======== Records to use

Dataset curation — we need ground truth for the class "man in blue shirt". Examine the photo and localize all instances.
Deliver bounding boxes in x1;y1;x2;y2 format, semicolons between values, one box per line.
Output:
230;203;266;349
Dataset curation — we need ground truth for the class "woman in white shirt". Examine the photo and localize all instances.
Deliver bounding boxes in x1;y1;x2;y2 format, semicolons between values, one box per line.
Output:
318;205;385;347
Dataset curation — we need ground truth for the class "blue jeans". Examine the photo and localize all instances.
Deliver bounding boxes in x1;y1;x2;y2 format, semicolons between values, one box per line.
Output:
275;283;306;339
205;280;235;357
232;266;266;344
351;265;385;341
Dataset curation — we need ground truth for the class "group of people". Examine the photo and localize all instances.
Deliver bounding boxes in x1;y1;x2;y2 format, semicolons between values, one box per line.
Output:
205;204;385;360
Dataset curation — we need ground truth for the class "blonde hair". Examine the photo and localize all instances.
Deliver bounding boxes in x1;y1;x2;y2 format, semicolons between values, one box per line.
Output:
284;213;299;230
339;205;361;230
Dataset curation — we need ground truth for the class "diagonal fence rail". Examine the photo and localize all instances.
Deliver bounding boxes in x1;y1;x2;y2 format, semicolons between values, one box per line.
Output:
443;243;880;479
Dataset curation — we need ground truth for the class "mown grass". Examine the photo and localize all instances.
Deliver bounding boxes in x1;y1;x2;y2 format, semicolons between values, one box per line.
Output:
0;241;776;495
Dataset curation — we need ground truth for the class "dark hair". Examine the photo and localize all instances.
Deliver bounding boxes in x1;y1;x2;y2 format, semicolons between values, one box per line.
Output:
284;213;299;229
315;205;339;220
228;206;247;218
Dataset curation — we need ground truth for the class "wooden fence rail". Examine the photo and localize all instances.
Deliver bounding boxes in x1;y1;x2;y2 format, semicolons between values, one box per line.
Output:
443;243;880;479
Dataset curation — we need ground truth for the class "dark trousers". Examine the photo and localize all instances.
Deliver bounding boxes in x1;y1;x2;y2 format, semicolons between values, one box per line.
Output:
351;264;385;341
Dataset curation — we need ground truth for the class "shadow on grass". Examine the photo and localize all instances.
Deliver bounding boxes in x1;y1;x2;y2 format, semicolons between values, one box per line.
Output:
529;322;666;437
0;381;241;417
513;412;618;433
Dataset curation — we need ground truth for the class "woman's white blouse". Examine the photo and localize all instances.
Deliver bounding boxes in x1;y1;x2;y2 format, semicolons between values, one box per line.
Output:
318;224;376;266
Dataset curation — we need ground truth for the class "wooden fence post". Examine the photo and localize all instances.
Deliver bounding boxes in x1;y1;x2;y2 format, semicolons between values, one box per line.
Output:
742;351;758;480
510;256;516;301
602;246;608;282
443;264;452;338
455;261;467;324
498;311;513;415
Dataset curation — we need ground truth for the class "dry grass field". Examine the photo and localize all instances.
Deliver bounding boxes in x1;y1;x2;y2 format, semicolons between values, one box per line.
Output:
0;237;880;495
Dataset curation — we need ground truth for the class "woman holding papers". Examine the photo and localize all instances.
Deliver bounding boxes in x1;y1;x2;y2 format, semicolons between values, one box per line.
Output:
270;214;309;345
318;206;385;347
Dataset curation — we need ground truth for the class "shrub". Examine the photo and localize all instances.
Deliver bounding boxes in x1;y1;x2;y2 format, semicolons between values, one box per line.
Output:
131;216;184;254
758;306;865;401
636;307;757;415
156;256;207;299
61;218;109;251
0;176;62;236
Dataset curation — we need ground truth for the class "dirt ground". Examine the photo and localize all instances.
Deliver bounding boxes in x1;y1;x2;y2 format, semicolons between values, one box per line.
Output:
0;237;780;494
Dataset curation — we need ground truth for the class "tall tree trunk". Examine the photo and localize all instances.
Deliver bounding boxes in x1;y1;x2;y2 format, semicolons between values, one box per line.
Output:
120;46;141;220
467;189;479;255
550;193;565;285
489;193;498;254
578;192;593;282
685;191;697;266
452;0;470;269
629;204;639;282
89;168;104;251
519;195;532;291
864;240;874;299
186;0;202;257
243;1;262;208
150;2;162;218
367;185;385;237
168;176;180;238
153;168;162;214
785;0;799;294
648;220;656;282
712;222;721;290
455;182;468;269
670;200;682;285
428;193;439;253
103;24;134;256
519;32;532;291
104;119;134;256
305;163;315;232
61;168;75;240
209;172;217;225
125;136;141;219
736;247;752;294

================

- [Set task]: Pick out every line above that contains the word "hair", and copy each one in full.

- [Result of this exercise]:
Dataset curation — we need ground truth for the class "blonde hair". Examine the photo and localize all instances.
Dataset curation — we need ground truth for the class "dark hair". Examine the photo and localize all instances.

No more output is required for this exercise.